[Set task 1] Retype the passage of the forum thread about business trips between "My wife has" and "room all day.", inclusive.

[Source extract]
If she was going on business, would you want to go with her?


----------



## uhtred (Jun 22, 2016)

Usually I don't for the same reason. Recently I did go on a trip because it was a one-day meeting on a friday, so we had the weekend in a city I was interested in visiting, and I was able to meet some friends for the day she was meeting.

Sometimes its a money question. If a couple is limited on travel by money, it may make sense to got together on business trips to share hotel costs. If they are limited by time, then a business trip isn't very efficient use of vacation time. 

My wife has gone on a few trips with me over the years, but mostly we are limited by time, not money, so there is no point her wasting her vacation time on a trip where I'm stuck in a conference room all day. 




MaiChi said:


> If she was going on business, would you want to go with her?


----------



## Elizabeth001 (May 18, 2015)

I get what some posters are saying about business trips being all about the business, however, this one smells fishy, no?


Sent from my iPhone using Tapatalk


----------



## uhtred (Jun 22, 2016)

It could be fishy.

I can see it going either way - not really enough to know for sure .



Elizabeth001 said:


> I get what some posters are saying about business trips being all about the business, however, this one smells fishy, no?
> 
> 
> Sent from my iPhone using Tapatalk


----------



## SkyFive (Apr 4, 2019)

Company housing? Like commune style or a motel? Is it all guys as in construction industry? He works long days is probably exhausted at the end of the day. Maybe he don't want his wife being googled by a bunch of co-workers. Could be lots of things, we need more details.

[Set task 2] Multiply each coordinate in the answer points by 2.35, rounding to whole numbers with halves rounded up, on the listing lines between the line holding "hay as a single marker per instance." and the line holding "point(405, 127)", inclusive. Write out only those lines in full, requests included, and leave the format samples unchanged.

[Provided information]
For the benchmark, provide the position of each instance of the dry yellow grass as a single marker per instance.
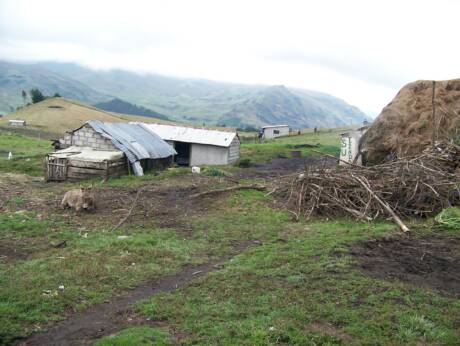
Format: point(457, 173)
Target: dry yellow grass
point(58, 115)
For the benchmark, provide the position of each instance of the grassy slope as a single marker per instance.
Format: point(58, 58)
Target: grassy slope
point(28, 153)
point(73, 114)
point(302, 289)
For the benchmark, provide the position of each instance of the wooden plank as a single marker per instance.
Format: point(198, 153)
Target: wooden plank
point(97, 165)
point(89, 171)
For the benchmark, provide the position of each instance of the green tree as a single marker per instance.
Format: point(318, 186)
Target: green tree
point(36, 95)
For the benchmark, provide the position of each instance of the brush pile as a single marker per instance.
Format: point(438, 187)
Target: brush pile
point(419, 185)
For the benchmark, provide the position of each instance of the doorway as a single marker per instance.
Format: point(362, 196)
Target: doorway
point(183, 153)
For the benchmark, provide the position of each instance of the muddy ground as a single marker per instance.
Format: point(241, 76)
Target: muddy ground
point(284, 166)
point(431, 262)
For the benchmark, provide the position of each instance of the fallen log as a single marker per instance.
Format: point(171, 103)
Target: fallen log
point(233, 188)
point(390, 211)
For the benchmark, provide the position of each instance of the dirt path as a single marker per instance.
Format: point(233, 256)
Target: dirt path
point(104, 319)
point(283, 166)
point(431, 262)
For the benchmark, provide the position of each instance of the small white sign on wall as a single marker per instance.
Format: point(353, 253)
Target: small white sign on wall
point(349, 149)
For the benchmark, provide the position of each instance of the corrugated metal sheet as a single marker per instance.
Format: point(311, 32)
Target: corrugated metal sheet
point(191, 135)
point(88, 154)
point(134, 140)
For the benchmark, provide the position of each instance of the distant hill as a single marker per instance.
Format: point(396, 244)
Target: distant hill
point(203, 101)
point(58, 115)
point(280, 105)
point(17, 77)
point(119, 106)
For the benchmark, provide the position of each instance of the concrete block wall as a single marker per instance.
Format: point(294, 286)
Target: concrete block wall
point(87, 137)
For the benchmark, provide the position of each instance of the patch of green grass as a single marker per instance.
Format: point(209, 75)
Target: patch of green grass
point(96, 264)
point(28, 153)
point(281, 291)
point(23, 224)
point(136, 336)
point(449, 219)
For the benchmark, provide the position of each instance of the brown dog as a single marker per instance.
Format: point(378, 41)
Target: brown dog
point(82, 198)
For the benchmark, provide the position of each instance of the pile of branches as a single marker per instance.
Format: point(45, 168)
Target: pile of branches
point(420, 185)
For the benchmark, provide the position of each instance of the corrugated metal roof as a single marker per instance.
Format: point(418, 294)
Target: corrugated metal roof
point(191, 135)
point(270, 126)
point(88, 154)
point(134, 140)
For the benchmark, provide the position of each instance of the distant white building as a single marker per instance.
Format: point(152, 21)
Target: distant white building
point(273, 131)
point(197, 147)
point(16, 122)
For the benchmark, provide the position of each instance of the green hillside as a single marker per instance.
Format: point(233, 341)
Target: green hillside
point(14, 78)
point(191, 100)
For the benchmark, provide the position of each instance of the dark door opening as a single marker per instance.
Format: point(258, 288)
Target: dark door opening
point(183, 153)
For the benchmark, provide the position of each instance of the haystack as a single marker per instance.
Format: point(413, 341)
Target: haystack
point(406, 125)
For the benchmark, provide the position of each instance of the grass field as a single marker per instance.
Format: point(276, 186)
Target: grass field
point(28, 153)
point(292, 283)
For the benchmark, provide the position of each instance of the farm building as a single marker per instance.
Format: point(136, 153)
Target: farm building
point(17, 122)
point(273, 131)
point(197, 147)
point(107, 150)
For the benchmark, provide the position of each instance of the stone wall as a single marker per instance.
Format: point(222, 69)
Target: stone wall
point(86, 137)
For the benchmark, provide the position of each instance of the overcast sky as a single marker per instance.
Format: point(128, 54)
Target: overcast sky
point(361, 51)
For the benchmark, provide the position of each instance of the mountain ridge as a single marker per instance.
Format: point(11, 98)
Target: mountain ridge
point(202, 101)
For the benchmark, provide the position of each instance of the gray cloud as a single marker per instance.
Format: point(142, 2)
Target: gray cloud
point(354, 67)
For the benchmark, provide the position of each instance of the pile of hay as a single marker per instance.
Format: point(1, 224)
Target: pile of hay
point(405, 127)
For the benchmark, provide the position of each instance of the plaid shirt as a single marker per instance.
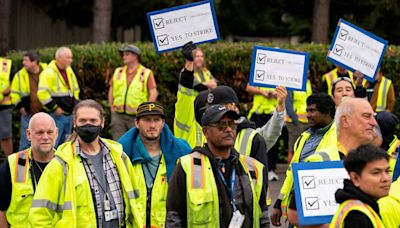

[Task result 1]
My wife has gone on a few trips with me over the years, but mostly we are limited by time, not money, so there is no point her wasting her vacation time on a trip where I'm stuck in a conference room all day.

[Task result 2]
For the benchmark, provide the position of each instance of the pile of hay as a single marker per instance.
Format: point(1, 224)
Target: pile of hay
point(952, 298)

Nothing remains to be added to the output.